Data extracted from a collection
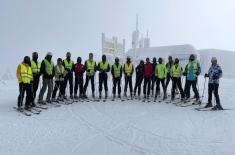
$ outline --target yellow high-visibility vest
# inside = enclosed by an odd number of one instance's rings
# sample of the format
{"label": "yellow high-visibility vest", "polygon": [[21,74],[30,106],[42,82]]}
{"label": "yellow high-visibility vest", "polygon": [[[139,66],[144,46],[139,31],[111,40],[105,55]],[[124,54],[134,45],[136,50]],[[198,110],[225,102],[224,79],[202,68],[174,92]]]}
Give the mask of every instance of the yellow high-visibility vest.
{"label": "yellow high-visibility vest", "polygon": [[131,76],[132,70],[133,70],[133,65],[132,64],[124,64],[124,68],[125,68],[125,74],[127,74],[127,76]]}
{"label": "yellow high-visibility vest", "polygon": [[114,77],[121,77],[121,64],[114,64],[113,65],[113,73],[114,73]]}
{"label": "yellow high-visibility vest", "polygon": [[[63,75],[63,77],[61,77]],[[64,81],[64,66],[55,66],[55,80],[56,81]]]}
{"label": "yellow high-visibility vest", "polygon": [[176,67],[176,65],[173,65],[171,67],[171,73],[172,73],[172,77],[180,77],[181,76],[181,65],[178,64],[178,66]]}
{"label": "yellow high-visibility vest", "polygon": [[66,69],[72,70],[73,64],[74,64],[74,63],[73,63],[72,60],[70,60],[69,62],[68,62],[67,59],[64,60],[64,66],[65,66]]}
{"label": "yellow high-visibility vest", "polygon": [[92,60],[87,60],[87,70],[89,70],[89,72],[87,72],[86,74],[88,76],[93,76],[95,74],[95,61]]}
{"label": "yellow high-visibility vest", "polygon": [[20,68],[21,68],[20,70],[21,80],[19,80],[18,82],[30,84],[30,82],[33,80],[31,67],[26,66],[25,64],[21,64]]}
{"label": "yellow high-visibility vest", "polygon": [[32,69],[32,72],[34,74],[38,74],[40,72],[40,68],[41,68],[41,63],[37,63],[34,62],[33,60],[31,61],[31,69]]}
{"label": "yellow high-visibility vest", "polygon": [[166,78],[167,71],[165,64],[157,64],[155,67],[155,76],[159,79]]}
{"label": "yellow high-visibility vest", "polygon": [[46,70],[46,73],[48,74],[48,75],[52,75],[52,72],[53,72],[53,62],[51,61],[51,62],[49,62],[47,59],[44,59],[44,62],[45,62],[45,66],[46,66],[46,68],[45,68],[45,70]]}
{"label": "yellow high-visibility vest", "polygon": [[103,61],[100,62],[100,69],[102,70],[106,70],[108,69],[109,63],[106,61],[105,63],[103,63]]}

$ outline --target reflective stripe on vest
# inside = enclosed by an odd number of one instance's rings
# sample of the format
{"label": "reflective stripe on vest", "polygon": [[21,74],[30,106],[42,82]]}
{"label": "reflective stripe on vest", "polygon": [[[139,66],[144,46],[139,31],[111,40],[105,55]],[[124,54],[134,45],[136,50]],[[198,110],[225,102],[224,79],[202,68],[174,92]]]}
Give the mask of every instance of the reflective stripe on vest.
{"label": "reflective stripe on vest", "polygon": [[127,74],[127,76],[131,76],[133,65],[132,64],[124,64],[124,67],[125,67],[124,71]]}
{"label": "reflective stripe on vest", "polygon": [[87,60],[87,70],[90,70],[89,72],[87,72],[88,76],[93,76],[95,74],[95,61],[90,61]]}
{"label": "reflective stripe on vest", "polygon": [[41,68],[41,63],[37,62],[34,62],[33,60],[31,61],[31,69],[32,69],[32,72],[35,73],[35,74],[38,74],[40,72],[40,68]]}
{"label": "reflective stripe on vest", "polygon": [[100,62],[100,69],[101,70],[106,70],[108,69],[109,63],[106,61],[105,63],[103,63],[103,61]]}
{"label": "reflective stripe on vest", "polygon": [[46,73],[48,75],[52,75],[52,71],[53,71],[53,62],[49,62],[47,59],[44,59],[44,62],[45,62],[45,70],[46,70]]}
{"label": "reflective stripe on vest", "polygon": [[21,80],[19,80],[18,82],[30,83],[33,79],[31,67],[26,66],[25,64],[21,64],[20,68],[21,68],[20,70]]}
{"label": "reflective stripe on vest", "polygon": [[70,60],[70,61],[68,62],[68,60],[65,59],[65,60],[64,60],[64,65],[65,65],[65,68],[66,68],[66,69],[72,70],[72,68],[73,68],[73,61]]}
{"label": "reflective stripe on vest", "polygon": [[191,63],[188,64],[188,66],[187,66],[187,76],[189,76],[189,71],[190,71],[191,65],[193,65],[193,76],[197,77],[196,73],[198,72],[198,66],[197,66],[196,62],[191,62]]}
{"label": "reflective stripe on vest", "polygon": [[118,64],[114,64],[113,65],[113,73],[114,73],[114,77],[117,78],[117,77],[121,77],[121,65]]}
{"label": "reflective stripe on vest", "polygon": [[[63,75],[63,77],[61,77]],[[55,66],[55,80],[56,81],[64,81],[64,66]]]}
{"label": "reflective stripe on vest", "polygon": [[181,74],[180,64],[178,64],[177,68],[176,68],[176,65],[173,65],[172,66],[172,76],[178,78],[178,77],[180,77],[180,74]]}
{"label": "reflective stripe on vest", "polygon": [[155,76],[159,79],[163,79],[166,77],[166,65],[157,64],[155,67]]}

● **EXERCISE REQUIREMENTS**:
With no pictures included, write out the entries exactly.

● **ANSWER TO THE PROBLEM**:
$ outline --target yellow high-visibility vest
# inside = enclosed by an odd number of one instance's rings
# sample of the format
{"label": "yellow high-visibility vest", "polygon": [[21,74],[30,106],[42,82]]}
{"label": "yellow high-visibility vest", "polygon": [[[139,66],[144,46],[139,31],[111,40],[105,55]],[[124,54],[134,45],[136,50]],[[198,110],[225,102],[224,79],[202,68],[174,92]]]}
Give the mask of every instance of the yellow high-visibility vest.
{"label": "yellow high-visibility vest", "polygon": [[131,76],[132,70],[133,70],[133,65],[132,64],[124,64],[124,68],[125,68],[125,74],[127,74],[127,76]]}
{"label": "yellow high-visibility vest", "polygon": [[114,77],[121,77],[121,64],[114,64],[113,65],[113,73],[114,73]]}
{"label": "yellow high-visibility vest", "polygon": [[[63,75],[63,77],[61,77]],[[64,81],[64,66],[55,66],[55,80],[56,81]]]}
{"label": "yellow high-visibility vest", "polygon": [[176,67],[176,65],[173,65],[171,67],[171,73],[172,73],[172,77],[180,77],[181,76],[181,65],[178,64],[178,66]]}
{"label": "yellow high-visibility vest", "polygon": [[66,69],[72,70],[73,64],[74,64],[74,63],[73,63],[72,60],[70,60],[69,62],[68,62],[67,59],[64,60],[64,66],[65,66]]}
{"label": "yellow high-visibility vest", "polygon": [[92,60],[87,60],[87,70],[89,70],[89,72],[87,72],[86,74],[88,76],[93,76],[95,74],[95,61]]}
{"label": "yellow high-visibility vest", "polygon": [[20,68],[21,68],[20,70],[21,80],[19,80],[18,82],[30,84],[30,82],[33,80],[31,67],[26,66],[25,64],[21,64]]}
{"label": "yellow high-visibility vest", "polygon": [[32,69],[32,72],[34,74],[38,74],[40,72],[40,68],[41,68],[41,63],[37,63],[34,62],[33,60],[31,61],[31,69]]}
{"label": "yellow high-visibility vest", "polygon": [[166,78],[167,71],[165,64],[157,64],[155,67],[155,76],[159,79]]}
{"label": "yellow high-visibility vest", "polygon": [[46,70],[46,73],[48,74],[48,75],[52,75],[52,72],[53,72],[53,62],[51,61],[51,62],[49,62],[47,59],[44,59],[44,62],[45,62],[45,66],[46,66],[46,68],[45,68],[45,70]]}
{"label": "yellow high-visibility vest", "polygon": [[103,61],[100,62],[100,69],[102,70],[106,70],[108,69],[109,63],[106,61],[105,63],[103,63]]}

$ outline --target reflective stripe on vest
# inside = enclosed by an odd number of one instance's rings
# sample of the format
{"label": "reflective stripe on vest", "polygon": [[21,74],[30,106],[42,82]]}
{"label": "reflective stripe on vest", "polygon": [[[139,66],[144,46],[139,31],[111,40],[105,55]],[[124,54],[134,45],[136,50]],[[198,110],[225,102],[224,79],[202,68],[174,92]]]}
Give the mask of every instance of the reflective stripe on vest.
{"label": "reflective stripe on vest", "polygon": [[127,74],[127,76],[131,76],[133,65],[132,64],[124,64],[124,67],[125,67],[124,71]]}
{"label": "reflective stripe on vest", "polygon": [[87,60],[87,70],[90,70],[89,72],[87,72],[88,76],[93,76],[95,74],[95,61],[90,61]]}
{"label": "reflective stripe on vest", "polygon": [[41,68],[41,63],[37,62],[34,62],[33,60],[31,61],[31,69],[32,69],[32,72],[35,73],[35,74],[38,74],[40,72],[40,68]]}
{"label": "reflective stripe on vest", "polygon": [[100,62],[100,69],[101,70],[106,70],[108,69],[109,63],[106,61],[105,63],[103,63],[103,61]]}
{"label": "reflective stripe on vest", "polygon": [[46,73],[48,75],[52,75],[52,71],[53,71],[53,62],[49,62],[47,59],[44,59],[44,62],[45,62],[45,70],[46,70]]}
{"label": "reflective stripe on vest", "polygon": [[21,80],[19,80],[18,82],[30,83],[33,79],[31,67],[26,66],[25,64],[21,64],[20,68],[21,68],[20,70]]}
{"label": "reflective stripe on vest", "polygon": [[70,60],[70,61],[68,62],[68,60],[65,59],[65,60],[64,60],[64,65],[65,65],[65,68],[66,68],[66,69],[72,70],[72,68],[73,68],[73,61]]}
{"label": "reflective stripe on vest", "polygon": [[191,63],[188,64],[188,66],[187,66],[187,76],[189,76],[189,71],[190,71],[191,65],[193,65],[193,76],[197,77],[196,73],[198,72],[198,66],[197,66],[196,62],[191,62]]}
{"label": "reflective stripe on vest", "polygon": [[118,64],[114,64],[113,65],[113,73],[114,73],[114,77],[117,78],[117,77],[121,77],[121,65]]}
{"label": "reflective stripe on vest", "polygon": [[[63,75],[63,77],[61,77]],[[55,66],[55,80],[56,81],[64,81],[64,66]]]}
{"label": "reflective stripe on vest", "polygon": [[181,74],[180,64],[178,64],[177,68],[176,68],[176,65],[173,65],[172,66],[172,76],[178,78],[178,77],[180,77],[180,74]]}
{"label": "reflective stripe on vest", "polygon": [[155,76],[159,79],[163,79],[166,77],[166,65],[157,64],[155,67]]}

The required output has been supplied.